── Texto proporcionado
Es una frase llamativa. Quienes la pronuncian lo hacen con un tono de resignación, o como una pregunta que insinúa que en realidad no hay nada que hacer. Para él era una muletilla que desobedeció en ese 1985: demostró mucho de lo que sí se podía hacer con respecto a algo que parecía imposible y que fue inédito en el mundo.

Después, fue crítico de la sentencia por las absoluciones y penas bajas (salvo Videla y Massera, condenados a perpetua y quizá Viola, a 17 años). Escuchó el fallo leído por Carlos Arslanián sin dejar de fumar, inclinándose poco a poco sobre su escritorio cuando empezó a escuchar las absoluciones. Adriana Calvo y Hebe de Bonafini se pararon y se fueron de la sala. Adriana dijo con una sonrisa nerviosa. “Es una vergüenza”. Lo que Strassera rescató luego fue el Punto 30 del fallo que ordenaba seguir investigando a los autores materiales de los crímenes. Años después no estuvo de acuerdo con las leyes de Obediencia Debida y Punto final, y mucho menos con los indultos menemistas que lo llevaron a renunciar del cargo diplomático en Ginebra que le había asignado el gobierno radical. Abrió un estudio de abogados en la calle Callao con algunos de sus ex colaboradores.

Voy hasta allí con los recuerdos, casi como la película. Nos cruzamos algunas veces pero cada uno siguió con su vida. No hablé con él en momentos en que cayó o se metió en la grieta haciéndole aflorar un tipo de actitud que hubiera querido no ver ni escucharle.  Elijo recordar que lo impensable puede ocurrir. Que personas que ecualizan corazón y cerebro pueden generar hechos inesperados. Y justos. Que las voces que nunca habían sido escuchadas y sí perseguidas, reprimidas, censuradas, invisibilizadas, clasificadas como “locas” en plena dictadura, eran las únicas que habían tenido razón desde siempre. Que esa fuerza social, sumada al Nunca Más y al propio juicio, generó también todo lo posterior que llevó a que en el país haya 1.088 genocidas condenados por delitos de lesa humanidad en 286 causas, 14 juicios orales en desarrollo,63 casos elevados a juicio y 274 en etapa de instrucción. 

No sé si Strassera fue un héroe, pero al menos en 1985 hizo lo suyo para ganarse ese protagonismo que no usó para hacer carrera, fama, ni panelismo televisivo. Algunos colegas lo han descripto como un santo, posible efecto de los consumos problemáticos también en este oficio.
────
### Lo que se pide
Copia literalmente el fragmento del texto sobre Strassera que va desde "No sé si Strassera" hasta "en este oficio.", con ambos extremos incluidos.
── Datos proporcionados
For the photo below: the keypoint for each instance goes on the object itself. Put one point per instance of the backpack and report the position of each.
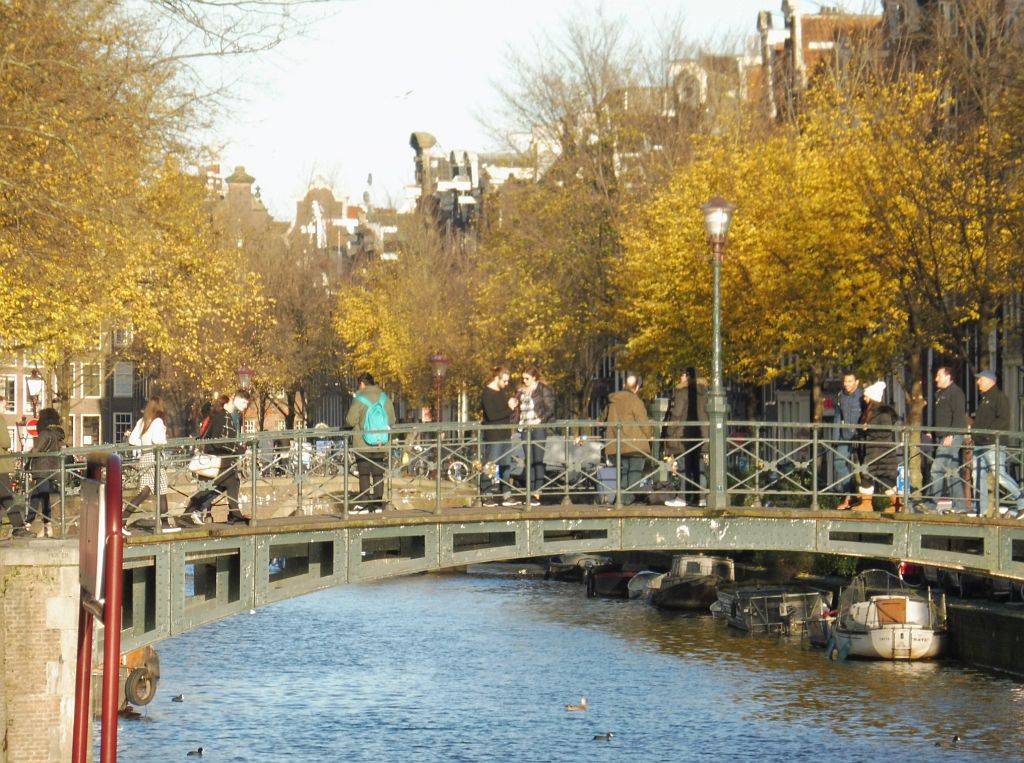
────
### Solución escrita
No sé si Strassera fue un héroe, pero al menos en 1985 hizo lo suyo para ganarse ese protagonismo que no usó para hacer carrera, fama, ni panelismo televisivo. Algunos colegas lo han descripto como un santo, posible efecto de los consumos problemáticos también en este oficio.